Exercise task 1: Count how many lines of the listing contain the string "window", treating case as significant. Give only the number.
------ Text excerpt ------
Protect legal adviser, Emma Darlow Stearn, discusses the potential negative impact on whistleblowers of the Bill of Rights Bill. 

The Bill of Rights Bill (“the bill”), brought in to replace the Human Rights Act 1998 (“the HRA”), has been widely criticised by lawyers, academics and civil society organisations across the political spectrum as at best, counterintuitive and, at worst, a fundamentally bad idea.  

As prominent human rights barrister, Adam Wagner, pithily puts it: 

This government may be the first in the history of liberal democracies which enacts a bill of rights which has the effect of reducing rather than increasing rights protections.

Legal academic Mark Elliott, meanwhile, remarks that ‘if the HRA “brought rights home”, the new Bill of Rights Bill involves sending rights back to Europe’.2 In his view, the bill (contrary to what is claimed) will likely lead to more cases having to be heard in the European Court of Human Rights, not fewer. 

Threatening free speech  

Of the bill’s many contradictions (and there are many – see Elliott’s article for a comprehensive analysis), the most concerning for Protect is that while claiming to bolster free speech protection, the bill may have the effect of undermining whistleblowing protection. It thereby threatens one of the most valuable types of speech, speech that is, by definition, in the public interest. 

The bill has the potential to have a chilling effect on whistleblowing by making it harder for certain groups to qualify for legal protection when raising public interest concerns. The bill removes the interpretive obligation of section 3 of the HRA and does not replace it with an equivalent provision. This means that cases relying on human rights arguments, like Gilham v Ministry of Justice [2019] UKSC 44 (“Gilham”), in which Protect intervened and in which whistleblowing protection was extended to include judicial office holders, may not be successful going forward.  

Limiting the scope of whistleblowing protection 

Currently, section 3 of the HRA means that any piece of UK law, which may give rise to a breach of the European Convention on Human Rights (“the Convention”), must be interpreted in a Convention-compatible way by judges, ‘so far as it is possible to do so’. It aims to have the effect of ensuring that the human rights we are all entitled to are upheld in the UK.
------
Exercise task 2:
Answer these questions from the excerpt on the Bill of Rights Bill:
(a) Which act is the bill brought in to replace?
(b) In the Gilham case, which group was whistleblowing protection extended to include?
(c) Under section 3 of the HRA, in what way must judges interpret UK law that may give rise to a breach of the Convention?
------ Material to process ------
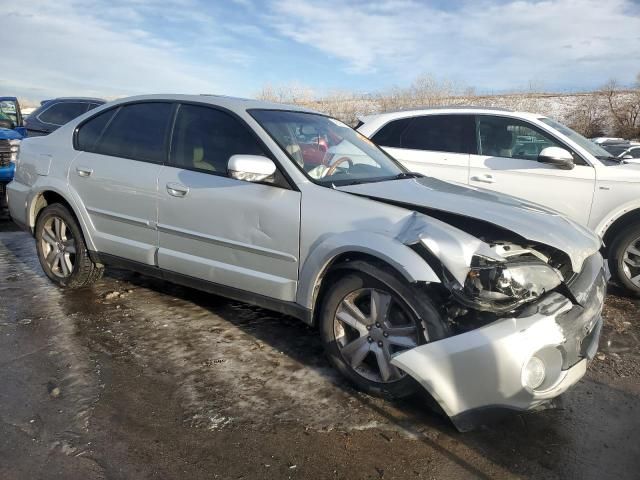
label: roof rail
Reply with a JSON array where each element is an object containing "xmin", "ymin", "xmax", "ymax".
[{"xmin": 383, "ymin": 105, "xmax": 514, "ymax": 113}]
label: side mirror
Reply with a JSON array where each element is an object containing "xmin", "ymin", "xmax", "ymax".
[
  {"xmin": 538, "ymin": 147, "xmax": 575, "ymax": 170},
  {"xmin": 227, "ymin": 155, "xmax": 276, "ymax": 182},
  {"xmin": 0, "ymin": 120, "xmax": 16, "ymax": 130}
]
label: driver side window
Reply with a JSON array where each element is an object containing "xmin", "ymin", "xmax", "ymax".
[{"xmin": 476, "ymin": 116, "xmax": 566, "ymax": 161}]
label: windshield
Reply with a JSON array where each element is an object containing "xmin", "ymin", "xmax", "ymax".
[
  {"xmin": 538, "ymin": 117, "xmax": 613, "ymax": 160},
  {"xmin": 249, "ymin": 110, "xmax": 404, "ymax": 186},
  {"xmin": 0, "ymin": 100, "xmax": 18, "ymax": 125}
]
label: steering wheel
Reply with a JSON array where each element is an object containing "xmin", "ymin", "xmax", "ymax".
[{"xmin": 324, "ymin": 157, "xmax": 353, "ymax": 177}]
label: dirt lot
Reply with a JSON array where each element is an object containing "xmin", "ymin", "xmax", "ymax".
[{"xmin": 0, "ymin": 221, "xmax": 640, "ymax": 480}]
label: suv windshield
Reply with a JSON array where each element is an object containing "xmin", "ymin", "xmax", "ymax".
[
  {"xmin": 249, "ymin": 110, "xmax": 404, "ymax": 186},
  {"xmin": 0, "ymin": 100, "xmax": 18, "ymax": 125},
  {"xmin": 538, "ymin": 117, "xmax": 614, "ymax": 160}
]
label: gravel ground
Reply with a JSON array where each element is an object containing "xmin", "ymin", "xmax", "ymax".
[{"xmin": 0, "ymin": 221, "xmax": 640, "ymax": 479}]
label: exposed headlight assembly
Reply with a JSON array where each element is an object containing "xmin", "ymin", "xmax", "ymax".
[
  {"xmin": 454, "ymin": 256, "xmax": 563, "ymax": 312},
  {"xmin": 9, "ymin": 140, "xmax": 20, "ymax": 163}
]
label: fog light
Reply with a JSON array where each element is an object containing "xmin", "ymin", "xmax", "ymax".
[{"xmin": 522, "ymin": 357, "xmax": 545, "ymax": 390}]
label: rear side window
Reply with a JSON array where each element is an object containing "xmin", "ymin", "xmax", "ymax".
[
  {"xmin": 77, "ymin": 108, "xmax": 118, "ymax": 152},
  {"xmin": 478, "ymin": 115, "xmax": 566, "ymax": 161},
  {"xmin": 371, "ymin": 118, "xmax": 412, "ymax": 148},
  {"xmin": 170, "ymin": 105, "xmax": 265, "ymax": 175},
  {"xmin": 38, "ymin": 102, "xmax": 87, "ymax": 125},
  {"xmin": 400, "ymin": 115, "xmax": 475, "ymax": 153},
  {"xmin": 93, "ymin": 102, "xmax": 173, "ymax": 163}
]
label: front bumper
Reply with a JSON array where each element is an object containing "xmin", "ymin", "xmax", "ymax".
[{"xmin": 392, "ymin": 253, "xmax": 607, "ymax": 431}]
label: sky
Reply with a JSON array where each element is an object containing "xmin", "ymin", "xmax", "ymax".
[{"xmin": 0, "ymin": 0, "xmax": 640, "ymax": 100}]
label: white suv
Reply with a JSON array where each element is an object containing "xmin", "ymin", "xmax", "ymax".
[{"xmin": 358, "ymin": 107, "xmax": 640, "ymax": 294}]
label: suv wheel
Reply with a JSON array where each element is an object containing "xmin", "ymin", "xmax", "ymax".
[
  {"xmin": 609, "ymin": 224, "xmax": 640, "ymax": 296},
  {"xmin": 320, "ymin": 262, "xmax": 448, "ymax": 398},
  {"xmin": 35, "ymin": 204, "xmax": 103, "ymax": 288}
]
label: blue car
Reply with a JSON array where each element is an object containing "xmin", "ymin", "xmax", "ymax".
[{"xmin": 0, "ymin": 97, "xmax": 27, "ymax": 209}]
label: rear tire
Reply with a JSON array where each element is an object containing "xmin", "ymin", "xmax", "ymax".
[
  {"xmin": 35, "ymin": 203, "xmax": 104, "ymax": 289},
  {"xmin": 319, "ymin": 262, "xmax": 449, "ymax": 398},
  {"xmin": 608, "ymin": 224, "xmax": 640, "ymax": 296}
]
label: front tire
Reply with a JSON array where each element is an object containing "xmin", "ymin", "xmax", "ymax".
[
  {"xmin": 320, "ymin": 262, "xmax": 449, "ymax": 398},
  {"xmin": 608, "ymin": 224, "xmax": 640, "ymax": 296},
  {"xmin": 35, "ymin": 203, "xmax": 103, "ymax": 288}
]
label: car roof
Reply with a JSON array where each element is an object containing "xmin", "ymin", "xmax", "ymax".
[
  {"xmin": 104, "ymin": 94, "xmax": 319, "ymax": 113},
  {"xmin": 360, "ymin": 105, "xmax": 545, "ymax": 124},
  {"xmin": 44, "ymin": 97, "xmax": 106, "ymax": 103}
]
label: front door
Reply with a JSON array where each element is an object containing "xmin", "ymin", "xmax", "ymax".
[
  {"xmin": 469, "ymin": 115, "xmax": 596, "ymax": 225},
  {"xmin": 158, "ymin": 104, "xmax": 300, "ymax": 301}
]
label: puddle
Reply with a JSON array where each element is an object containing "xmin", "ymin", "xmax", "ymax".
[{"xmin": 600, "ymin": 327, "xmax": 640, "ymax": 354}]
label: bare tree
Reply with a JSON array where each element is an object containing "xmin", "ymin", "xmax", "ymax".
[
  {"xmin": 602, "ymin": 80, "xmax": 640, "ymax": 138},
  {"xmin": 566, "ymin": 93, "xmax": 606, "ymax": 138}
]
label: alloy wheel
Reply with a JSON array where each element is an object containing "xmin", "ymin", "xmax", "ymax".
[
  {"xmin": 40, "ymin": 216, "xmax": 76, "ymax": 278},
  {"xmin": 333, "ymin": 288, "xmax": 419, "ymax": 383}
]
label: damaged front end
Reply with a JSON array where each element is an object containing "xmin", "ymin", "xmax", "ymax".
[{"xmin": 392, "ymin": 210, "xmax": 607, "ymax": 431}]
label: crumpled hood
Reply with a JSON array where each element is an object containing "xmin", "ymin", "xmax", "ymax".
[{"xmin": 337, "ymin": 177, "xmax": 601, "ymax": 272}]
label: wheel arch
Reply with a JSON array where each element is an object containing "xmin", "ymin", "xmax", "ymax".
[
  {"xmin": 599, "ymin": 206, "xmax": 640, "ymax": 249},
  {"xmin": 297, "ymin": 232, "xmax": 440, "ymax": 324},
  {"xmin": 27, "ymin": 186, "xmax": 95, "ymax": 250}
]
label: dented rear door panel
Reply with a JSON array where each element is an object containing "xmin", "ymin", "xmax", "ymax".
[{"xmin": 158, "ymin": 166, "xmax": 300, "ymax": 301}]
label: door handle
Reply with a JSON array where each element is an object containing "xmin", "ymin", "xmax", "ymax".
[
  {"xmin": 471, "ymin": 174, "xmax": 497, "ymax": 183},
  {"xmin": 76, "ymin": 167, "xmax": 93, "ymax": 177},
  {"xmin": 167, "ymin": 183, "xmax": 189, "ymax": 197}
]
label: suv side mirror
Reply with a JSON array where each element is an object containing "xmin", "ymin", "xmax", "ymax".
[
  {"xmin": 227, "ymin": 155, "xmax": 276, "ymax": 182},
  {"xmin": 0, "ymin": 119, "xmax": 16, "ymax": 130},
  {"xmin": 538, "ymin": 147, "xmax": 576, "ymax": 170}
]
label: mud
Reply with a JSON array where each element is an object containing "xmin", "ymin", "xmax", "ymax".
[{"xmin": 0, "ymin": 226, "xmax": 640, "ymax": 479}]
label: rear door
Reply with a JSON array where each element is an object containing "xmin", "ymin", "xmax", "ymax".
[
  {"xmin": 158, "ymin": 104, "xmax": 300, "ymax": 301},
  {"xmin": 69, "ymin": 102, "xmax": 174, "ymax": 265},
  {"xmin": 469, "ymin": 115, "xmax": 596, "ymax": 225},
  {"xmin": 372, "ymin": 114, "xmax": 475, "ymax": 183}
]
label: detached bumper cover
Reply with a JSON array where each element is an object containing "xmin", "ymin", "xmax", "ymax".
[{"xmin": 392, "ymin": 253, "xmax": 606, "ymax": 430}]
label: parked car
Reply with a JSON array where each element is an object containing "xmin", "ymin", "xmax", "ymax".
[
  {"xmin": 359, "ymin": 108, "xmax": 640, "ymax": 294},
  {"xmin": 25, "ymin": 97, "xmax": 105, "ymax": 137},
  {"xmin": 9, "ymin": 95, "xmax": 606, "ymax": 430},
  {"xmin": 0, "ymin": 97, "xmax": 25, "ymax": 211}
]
------
------ Material to process ------
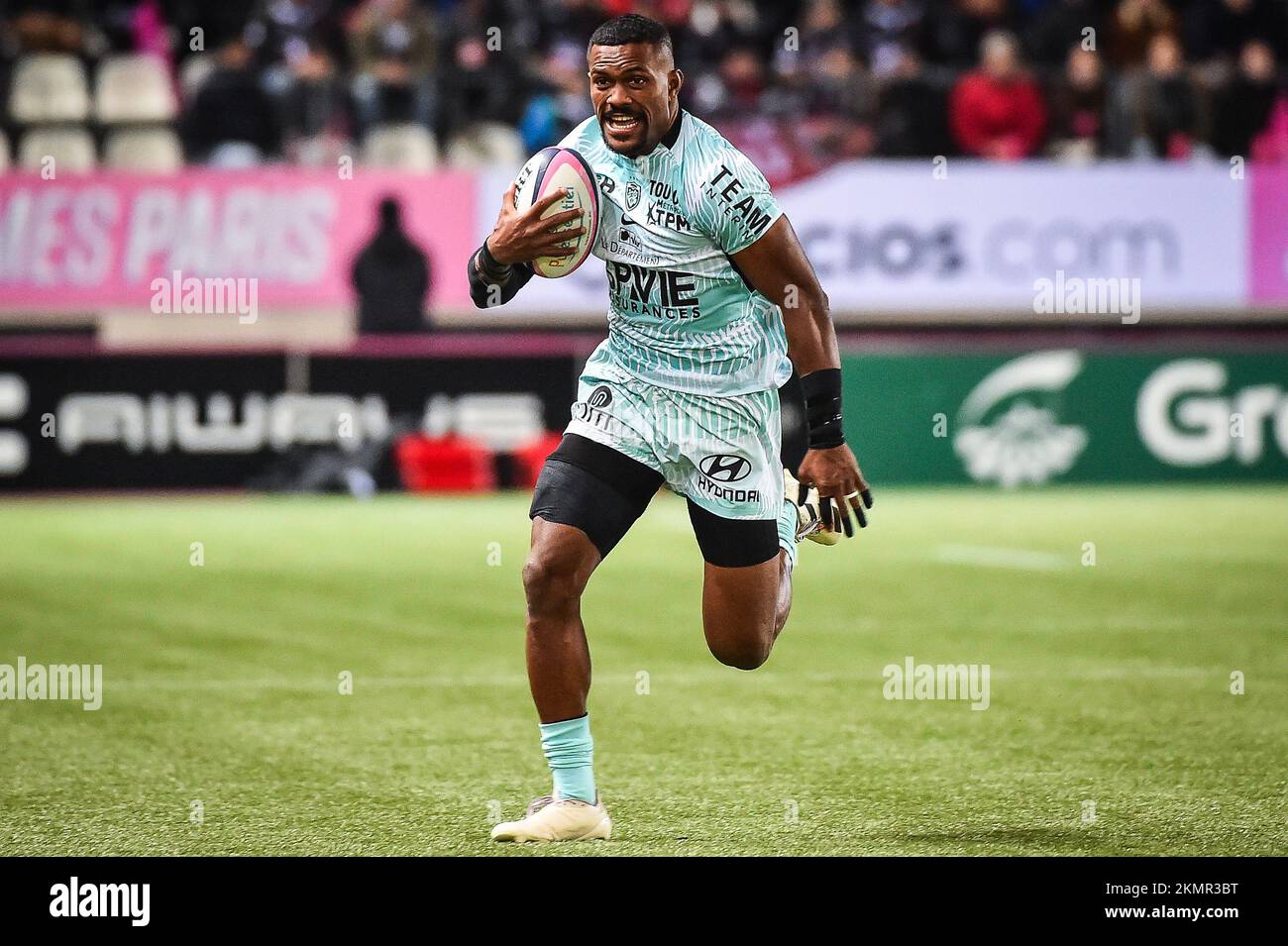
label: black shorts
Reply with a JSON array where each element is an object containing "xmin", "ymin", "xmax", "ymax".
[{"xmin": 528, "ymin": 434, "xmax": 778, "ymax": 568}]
------
Response 1: 2

Response 2:
(a) The Human Rights Act 1998.
(b) Judicial office holders.
(c) In a Convention-compatible way, so far as it is possible to do so.